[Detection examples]
══════════════════════════════

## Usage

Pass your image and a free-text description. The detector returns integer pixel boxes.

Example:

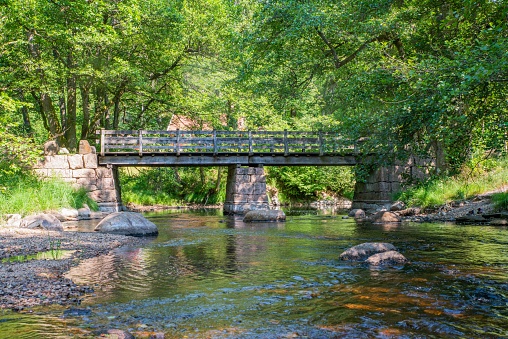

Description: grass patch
[492,192,508,210]
[396,157,508,208]
[0,176,98,215]
[120,168,227,206]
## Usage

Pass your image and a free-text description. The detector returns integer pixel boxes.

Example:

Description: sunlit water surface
[0,211,508,338]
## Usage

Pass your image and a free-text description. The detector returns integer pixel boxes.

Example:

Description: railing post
[101,128,104,157]
[138,130,143,157]
[176,128,180,155]
[213,130,218,155]
[249,131,254,155]
[284,129,289,157]
[319,131,323,156]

══════════════════════════════

• _Required task_
Reproduce the entire listing above, swapping "free-text description" for "plain-text description" wherever it occurs and keeping everything else unchanged. Leave the pictures out.

• _Result for this task_
## Usage

Pass your image and a plain-text description. The detector returns integer pixel boxes.

Example:


Description: grass patch
[492,192,508,210]
[396,157,508,208]
[0,176,98,215]
[120,168,227,206]
## Usage

Pass your image and a plain-text description. The detector returns integer pixel boxes.

Example:

Description: sunlit water surface
[0,211,508,338]
## Usage

Pass your image and a plain-text description. The detector returns integer pixel boxes.

Example:

Description: railing post
[101,128,104,157]
[138,130,143,157]
[176,128,180,155]
[213,130,218,155]
[249,131,254,155]
[284,129,289,157]
[319,131,323,156]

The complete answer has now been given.